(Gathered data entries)
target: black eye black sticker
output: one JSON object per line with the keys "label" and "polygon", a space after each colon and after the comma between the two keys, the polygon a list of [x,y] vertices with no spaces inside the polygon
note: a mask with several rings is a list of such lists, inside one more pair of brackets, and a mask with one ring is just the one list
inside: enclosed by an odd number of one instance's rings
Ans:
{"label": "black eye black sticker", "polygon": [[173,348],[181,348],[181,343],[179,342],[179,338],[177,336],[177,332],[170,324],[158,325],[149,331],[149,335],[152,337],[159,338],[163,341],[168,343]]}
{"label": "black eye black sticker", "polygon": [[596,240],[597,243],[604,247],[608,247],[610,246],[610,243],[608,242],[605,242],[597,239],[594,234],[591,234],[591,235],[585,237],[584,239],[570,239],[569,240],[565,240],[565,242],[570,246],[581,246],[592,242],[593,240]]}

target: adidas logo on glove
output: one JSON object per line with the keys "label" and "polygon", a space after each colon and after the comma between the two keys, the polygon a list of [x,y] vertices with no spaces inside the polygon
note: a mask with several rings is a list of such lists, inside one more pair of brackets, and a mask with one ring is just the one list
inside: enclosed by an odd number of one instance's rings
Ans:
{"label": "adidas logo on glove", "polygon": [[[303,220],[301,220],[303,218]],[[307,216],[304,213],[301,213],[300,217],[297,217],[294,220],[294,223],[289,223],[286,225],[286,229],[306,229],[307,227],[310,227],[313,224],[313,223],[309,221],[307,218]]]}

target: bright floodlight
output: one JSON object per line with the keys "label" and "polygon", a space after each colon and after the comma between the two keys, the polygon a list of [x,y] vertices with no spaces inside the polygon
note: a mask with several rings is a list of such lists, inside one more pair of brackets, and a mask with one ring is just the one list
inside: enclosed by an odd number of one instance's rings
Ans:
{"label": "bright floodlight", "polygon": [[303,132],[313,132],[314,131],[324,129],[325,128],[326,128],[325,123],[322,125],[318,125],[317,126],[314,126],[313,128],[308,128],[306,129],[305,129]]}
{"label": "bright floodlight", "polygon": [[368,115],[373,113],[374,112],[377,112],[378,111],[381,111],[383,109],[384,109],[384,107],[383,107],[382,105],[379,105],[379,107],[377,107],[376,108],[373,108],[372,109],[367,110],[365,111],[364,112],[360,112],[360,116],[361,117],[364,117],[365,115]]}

**What is expected:**
Edit the stretch from the line containing "target: adidas logo on glove" through the end of the lines, changing "vertices" to "points" and leaving everything else the same. Return only that stretch.

**Output for this task:**
target: adidas logo on glove
output: one JSON object per line with the keys "label" and "polygon", a space after each colon and after the comma between the two keys, the polygon a list of [x,y] points with no spaces inside the polygon
note: a mask with several rings is a list of such lists, inside one more pair of brackets, and a mask with one ring is just the one list
inside: enclosed by an odd number of one instance's rings
Ans:
{"label": "adidas logo on glove", "polygon": [[[303,220],[301,220],[303,218]],[[307,216],[304,213],[301,213],[300,217],[297,217],[294,220],[294,223],[289,223],[286,225],[286,229],[306,229],[307,227],[310,227],[313,224],[313,223],[309,221],[307,218]]]}

target: bright floodlight
output: one JSON object per line with the keys "label" and "polygon", a space after each colon and after the comma between the two keys, the polygon a list of [x,y] points with no spaces inside the polygon
note: a mask with several rings is a list of such lists, inside one more pair of brackets, and a mask with one ring is just the one list
inside: enclosed by an odd number of one instance's rings
Ans:
{"label": "bright floodlight", "polygon": [[303,132],[313,132],[314,131],[324,129],[325,128],[326,128],[325,123],[322,125],[318,125],[317,126],[314,126],[313,128],[308,128],[306,129],[305,129]]}
{"label": "bright floodlight", "polygon": [[368,115],[373,113],[374,112],[377,112],[378,111],[381,111],[383,109],[384,109],[384,107],[383,107],[382,105],[379,105],[379,107],[377,107],[376,108],[373,108],[372,109],[367,110],[365,111],[364,112],[360,112],[360,116],[361,117],[364,117],[365,115]]}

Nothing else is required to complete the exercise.